DATA FOR PROCESSING:
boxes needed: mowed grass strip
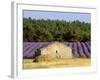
[23,58,91,69]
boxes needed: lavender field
[23,42,91,58]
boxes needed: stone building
[40,42,73,59]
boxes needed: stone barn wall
[40,42,73,59]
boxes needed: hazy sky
[23,10,91,23]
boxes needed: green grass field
[23,58,91,69]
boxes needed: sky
[23,10,91,23]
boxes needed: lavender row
[23,42,91,57]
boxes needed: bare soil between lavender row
[23,58,91,69]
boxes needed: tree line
[23,17,91,42]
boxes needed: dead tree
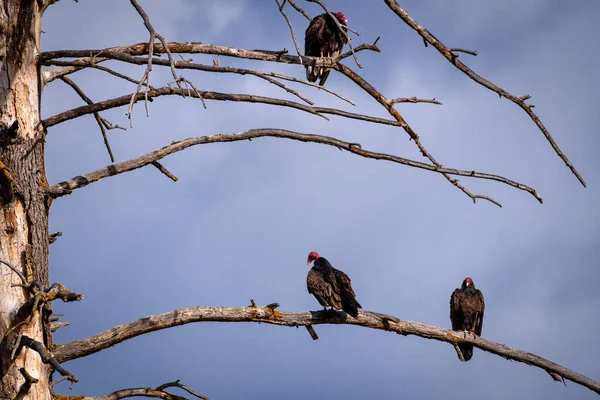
[0,0,600,399]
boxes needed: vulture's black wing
[304,14,348,86]
[333,268,362,318]
[450,289,464,331]
[473,289,485,336]
[306,265,342,310]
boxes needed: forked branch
[67,380,208,400]
[384,0,586,187]
[41,38,510,207]
[48,129,542,203]
[54,306,600,394]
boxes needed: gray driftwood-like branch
[54,306,600,394]
[48,128,542,202]
[42,87,399,128]
[74,380,208,400]
[384,0,586,187]
[41,38,516,207]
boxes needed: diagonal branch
[384,0,586,187]
[41,38,552,207]
[73,380,208,400]
[48,129,542,203]
[389,96,442,106]
[54,307,600,394]
[42,87,399,128]
[52,55,356,106]
[334,61,502,207]
[60,76,119,162]
[39,42,374,67]
[21,335,79,383]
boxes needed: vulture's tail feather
[341,291,362,318]
[458,344,473,361]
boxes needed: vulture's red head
[333,13,348,25]
[306,251,320,265]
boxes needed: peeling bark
[0,0,50,399]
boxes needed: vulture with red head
[304,13,348,86]
[450,277,485,361]
[306,251,362,318]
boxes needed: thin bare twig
[384,0,586,187]
[41,38,540,206]
[71,380,208,400]
[60,76,119,162]
[0,259,27,285]
[275,0,303,65]
[42,87,400,128]
[288,0,310,21]
[128,0,184,127]
[44,56,356,108]
[150,161,179,182]
[450,47,477,57]
[156,379,208,400]
[48,129,542,202]
[21,335,79,383]
[54,307,600,393]
[389,96,442,106]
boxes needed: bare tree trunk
[0,0,51,399]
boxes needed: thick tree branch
[42,87,398,128]
[21,335,79,383]
[48,129,542,203]
[384,0,586,187]
[39,42,374,67]
[41,38,552,207]
[71,380,208,400]
[54,307,600,394]
[60,76,119,162]
[334,62,496,207]
[51,55,356,106]
[14,368,39,400]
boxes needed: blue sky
[42,0,600,400]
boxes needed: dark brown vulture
[304,13,348,86]
[306,251,362,318]
[450,277,485,361]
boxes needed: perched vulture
[304,13,348,86]
[306,251,362,318]
[450,277,485,361]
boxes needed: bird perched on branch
[306,251,362,318]
[304,13,348,86]
[450,277,485,361]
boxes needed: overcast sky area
[42,0,600,400]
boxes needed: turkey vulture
[306,251,362,318]
[304,13,348,86]
[450,277,485,361]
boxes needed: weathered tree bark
[0,0,50,399]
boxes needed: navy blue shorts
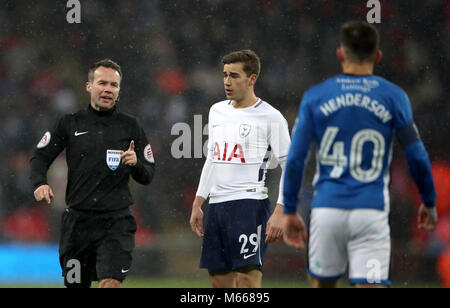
[200,198,270,271]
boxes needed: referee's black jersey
[30,105,155,212]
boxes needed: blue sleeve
[393,88,413,129]
[283,94,313,214]
[404,140,436,207]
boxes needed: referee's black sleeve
[131,122,155,185]
[30,117,67,190]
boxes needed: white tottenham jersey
[202,99,291,203]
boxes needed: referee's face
[86,66,120,111]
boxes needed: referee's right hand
[34,185,54,204]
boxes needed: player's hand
[34,185,55,204]
[189,196,205,237]
[283,214,308,249]
[417,204,438,231]
[266,204,283,243]
[120,140,137,166]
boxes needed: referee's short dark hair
[222,49,261,77]
[340,21,380,63]
[88,59,122,82]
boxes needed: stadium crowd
[0,0,450,284]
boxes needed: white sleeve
[195,108,214,199]
[195,157,214,199]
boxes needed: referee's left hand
[120,140,137,166]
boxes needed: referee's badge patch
[106,150,120,171]
[144,144,155,164]
[36,132,52,149]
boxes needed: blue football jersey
[284,74,426,212]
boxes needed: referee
[30,59,155,288]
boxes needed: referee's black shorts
[59,208,137,288]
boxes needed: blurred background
[0,0,450,286]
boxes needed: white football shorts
[308,208,391,286]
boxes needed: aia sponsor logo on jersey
[214,142,245,164]
[239,124,252,138]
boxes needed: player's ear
[249,74,258,86]
[336,47,345,63]
[374,50,383,64]
[86,81,91,93]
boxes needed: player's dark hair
[222,49,261,77]
[88,59,122,82]
[340,21,380,63]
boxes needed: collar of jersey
[88,104,117,119]
[228,97,262,110]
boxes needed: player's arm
[265,113,291,243]
[29,117,67,204]
[189,110,214,237]
[126,122,155,185]
[283,94,313,214]
[397,122,437,231]
[283,93,313,248]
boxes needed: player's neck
[233,93,259,108]
[342,63,373,76]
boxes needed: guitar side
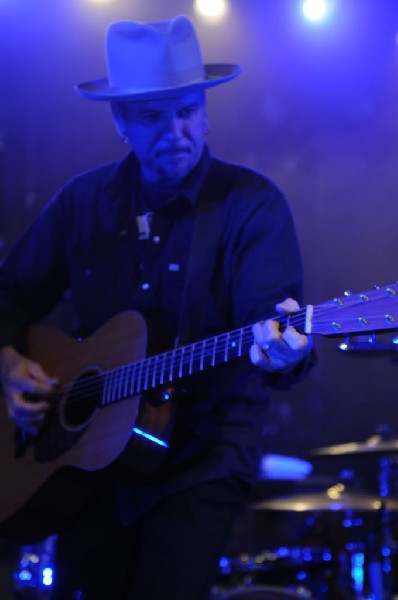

AIM OF THE EXERCISE: Pull out every line of the items above verbatim, and leave the pictures out of what you return.

FINISHED EXERCISE:
boxes needed: mowed grass strip
[23,58,91,69]
boxes needed: lavender field
[23,42,91,58]
boxes needed: stone building
[40,42,73,59]
boxes needed: stone barn wall
[40,42,73,59]
boxes needed: hazy sky
[23,10,91,23]
boxes needed: green grass field
[23,58,91,69]
boxes needed: sky
[23,10,91,23]
boxes needed: lavender row
[23,42,91,57]
boxes needed: bare soil between lavender row
[23,58,91,69]
boxes needed: tree line
[23,17,91,42]
boxes needed: dead tree
[0,0,600,399]
boxes needed: vulture's black wing
[304,14,348,86]
[333,268,362,318]
[450,289,464,331]
[473,289,485,336]
[306,265,342,310]
boxes needed: forked branch
[67,380,208,400]
[384,0,586,187]
[41,38,510,207]
[48,129,542,203]
[54,306,600,394]
boxes needed: gray driftwood-like branch
[54,306,600,394]
[48,128,542,202]
[42,87,399,128]
[74,380,208,400]
[384,0,586,187]
[41,38,516,207]
boxes needed: diagonal branch
[384,0,586,187]
[41,38,552,207]
[73,380,208,400]
[48,129,542,203]
[389,96,442,106]
[54,307,600,394]
[42,87,399,128]
[52,55,356,106]
[334,61,502,207]
[60,76,119,162]
[39,42,374,67]
[21,335,79,383]
boxes needed: vulture's tail feather
[341,291,362,318]
[458,344,473,361]
boxes needed: vulture's red head
[333,13,348,25]
[306,251,320,265]
boxes needed: peeling bark
[0,0,50,399]
boxes needed: vulture with red head
[304,13,348,86]
[450,277,485,361]
[306,251,362,318]
boxes needed: thin bare twig
[384,0,586,187]
[41,38,540,206]
[71,380,208,400]
[60,76,119,162]
[0,259,27,285]
[275,0,303,65]
[42,87,400,128]
[288,0,310,21]
[128,0,184,127]
[44,56,356,108]
[150,161,179,182]
[450,47,477,57]
[156,379,208,400]
[48,129,542,202]
[21,335,79,383]
[54,307,600,393]
[389,96,442,106]
boxes needed: bare tree trunk
[0,0,51,399]
boxes needed: thick tree branch
[42,87,398,128]
[21,335,79,383]
[48,129,542,203]
[384,0,586,187]
[39,42,374,67]
[41,38,552,207]
[71,380,208,400]
[54,307,600,394]
[60,76,119,162]
[334,62,496,207]
[51,55,356,106]
[14,368,39,400]
boxes needed: blue sky
[42,0,600,400]
boxes needed: dark brown vulture
[304,13,348,86]
[306,251,362,318]
[450,277,485,361]
boxes needed: perched vulture
[304,13,348,86]
[306,251,362,318]
[450,277,485,361]
boxes needed: bird perched on branch
[306,251,362,318]
[304,13,348,86]
[450,277,485,361]
boxes needed: overcast sky area
[42,0,600,400]
boxes needed: turkey vulture
[306,251,362,318]
[304,13,348,86]
[450,277,485,361]
boxes needed: weathered tree bark
[0,0,50,399]
boxes needed: navy blue shorts
[200,198,270,271]
boxes needed: referee's black jersey
[30,105,155,212]
boxes needed: blue sleeve
[393,88,413,129]
[283,94,313,214]
[404,140,436,207]
boxes needed: referee's black sleeve
[131,122,155,185]
[30,117,67,190]
boxes needed: white tottenham jersey
[202,99,291,203]
boxes needed: referee's face
[86,66,120,111]
boxes needed: referee's right hand
[34,185,54,204]
boxes needed: player's hand
[34,185,55,204]
[189,196,205,237]
[283,214,308,249]
[417,204,438,231]
[266,204,283,243]
[120,140,137,166]
boxes needed: referee's short dark hair
[222,49,261,77]
[340,21,380,63]
[88,59,122,82]
boxes needed: stadium crowd
[0,0,450,284]
boxes needed: white sleeve
[195,108,214,199]
[195,157,214,199]
boxes needed: referee's left hand
[120,140,137,166]
boxes needed: referee's badge patch
[106,150,120,171]
[144,144,155,164]
[36,132,52,149]
boxes needed: blue football jersey
[284,74,426,212]
boxes needed: referee
[30,59,155,288]
boxes needed: referee's black shorts
[59,208,137,288]
boxes needed: blurred background
[0,0,450,286]
boxes needed: white football shorts
[308,208,391,286]
boxes needed: aia sponsor logo on jersey
[214,142,245,164]
[239,124,252,138]
boxes needed: player's ear
[249,74,258,86]
[336,47,345,63]
[374,50,383,64]
[86,81,91,93]
boxes needed: player's dark hair
[222,49,261,77]
[88,59,122,82]
[340,21,380,63]
boxes needed: collar of jersey
[88,104,117,119]
[228,97,262,110]
boxes needed: player's arm
[265,113,291,243]
[29,117,67,204]
[189,110,214,237]
[126,122,155,185]
[283,94,313,214]
[397,122,437,231]
[283,93,313,248]
boxes needed: player's neck
[233,93,259,108]
[342,63,373,76]
boxes needed: guitar side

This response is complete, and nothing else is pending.